### Task requirements
1. Can you copy the Lakers–Spurs forum thread word for word, from "## JeepLiberty03 (Dec" up to and including "lose both games."?
2. Could you continue the forum thread about the Lakers' must-win Game 2 against the Spurs from where it stops?

### Text segment
****************
Must Win Game, Gotta Take One Out Of SA


----------



## Damian Necronamous (Jun 10, 2002)

If we win Game 2, we'll have the momentum going back to LA. Come on guys! God damnit, come on!


----------



## Cap (Nov 5, 2003)

It will be very interesting to see how the Spurs play in Game 2. Rust may have not settled, or it may not have been a factor. Lakers can't play any worse than they did in Game 1, so Game 2 *should* be how the Lakers steal homecourt. If they win Game 2, they will be very motivated to extend that to a 3-1 advantage with 2 games at Staples. That way they come back with a 3-2 edge for Game 6 at Staples if they lose Game 5.


----------



## JeepLiberty03 (Dec 28, 2002)

*Must Win!*

I think the Lakers will come out and win this game just because they know they can't win this series if they go back to LA down 2-0. Then they will go back to Staples over confident and lose both games.
****************
### Recorded information
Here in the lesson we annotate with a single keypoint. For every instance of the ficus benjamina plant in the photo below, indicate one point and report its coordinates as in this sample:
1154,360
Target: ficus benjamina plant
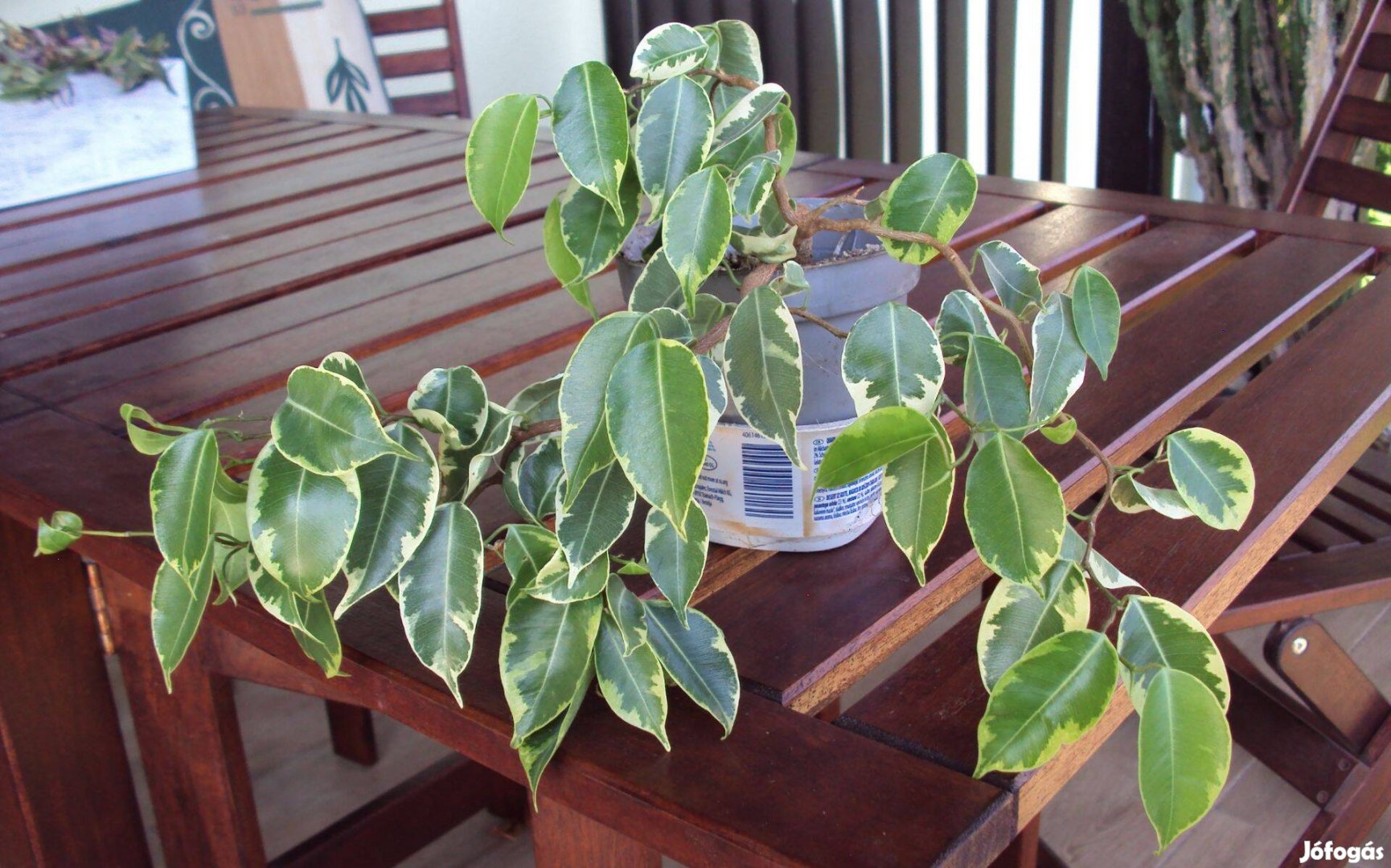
****************
### Results for the exercise
1.
## JeepLiberty03 (Dec 28, 2002)

*Must Win!*

I think the Lakers will come out and win this game just because they know they can't win this series if they go back to LA down 2-0. Then they will go back to Staples over confident and lose both games.

2.
Hopefully Malone and Payton will score some more points in this game, Fish and Rush will make some big threes, and Shaq will be a force in the 4th quarter and even make some free throws. The Lakers D is what it is, so I think it is more important that they play better on O than D this game, because they can improve the O.


----------



## John (Jun 9, 2002)

Let Kobe played a wild game for game 2. Spurs defense is so used to stop Laker's trinagle offense. Let Kobe shoot all he wants. It worked on the 3rd quarter of game 1 but Kobe went out of gas. 

But I am all for letting Kobe get his points all he want. They must win game 2.


----------



## ShowTmeBALLA (Jul 18, 2003)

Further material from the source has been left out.